Transcribe exactly the lines from the top of the records below through the line that holds "Target: algae-covered boulder", both included, with no pictures.

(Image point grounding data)
━━━

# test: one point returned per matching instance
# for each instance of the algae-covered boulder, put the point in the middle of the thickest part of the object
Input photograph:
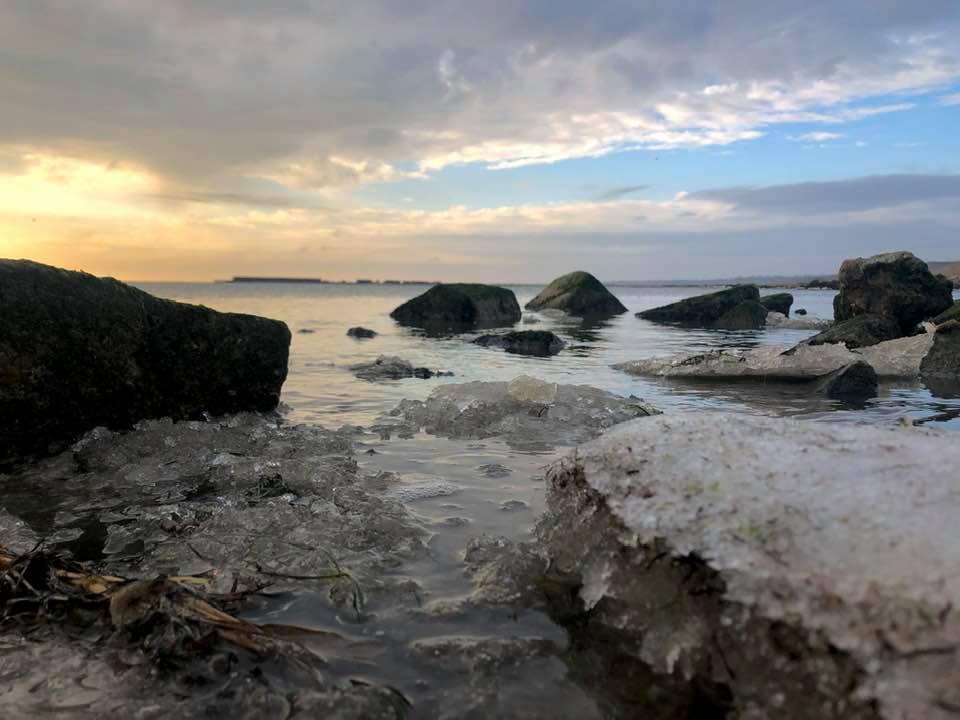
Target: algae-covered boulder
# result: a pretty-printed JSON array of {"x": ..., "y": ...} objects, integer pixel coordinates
[
  {"x": 78, "y": 351},
  {"x": 800, "y": 566},
  {"x": 540, "y": 343},
  {"x": 778, "y": 302},
  {"x": 859, "y": 331},
  {"x": 748, "y": 315},
  {"x": 703, "y": 310},
  {"x": 897, "y": 285},
  {"x": 577, "y": 293},
  {"x": 460, "y": 306}
]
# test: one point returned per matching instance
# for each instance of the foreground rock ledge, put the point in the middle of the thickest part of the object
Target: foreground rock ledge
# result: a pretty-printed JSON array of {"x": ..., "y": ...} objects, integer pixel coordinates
[
  {"x": 77, "y": 352},
  {"x": 808, "y": 568}
]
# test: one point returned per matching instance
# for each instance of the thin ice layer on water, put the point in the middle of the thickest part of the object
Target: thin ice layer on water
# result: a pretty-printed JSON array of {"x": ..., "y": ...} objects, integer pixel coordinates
[{"x": 525, "y": 411}]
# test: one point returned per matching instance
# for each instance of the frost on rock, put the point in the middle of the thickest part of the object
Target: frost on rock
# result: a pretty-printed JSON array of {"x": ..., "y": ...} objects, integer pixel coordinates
[
  {"x": 895, "y": 358},
  {"x": 525, "y": 411},
  {"x": 807, "y": 568}
]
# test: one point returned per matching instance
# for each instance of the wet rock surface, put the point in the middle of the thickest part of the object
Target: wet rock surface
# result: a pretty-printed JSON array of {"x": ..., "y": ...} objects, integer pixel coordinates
[
  {"x": 460, "y": 307},
  {"x": 859, "y": 331},
  {"x": 525, "y": 411},
  {"x": 387, "y": 367},
  {"x": 815, "y": 586},
  {"x": 897, "y": 285},
  {"x": 709, "y": 310},
  {"x": 539, "y": 343},
  {"x": 78, "y": 351},
  {"x": 578, "y": 293},
  {"x": 778, "y": 302}
]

━━━

- [RESPONSE TO THE TASK]
# test: one point returned per matching instance
# for each instance of the algae-covered boulder, put the point in the middle of the thickest part of the object
Input photograph:
Target: algae-covered boulder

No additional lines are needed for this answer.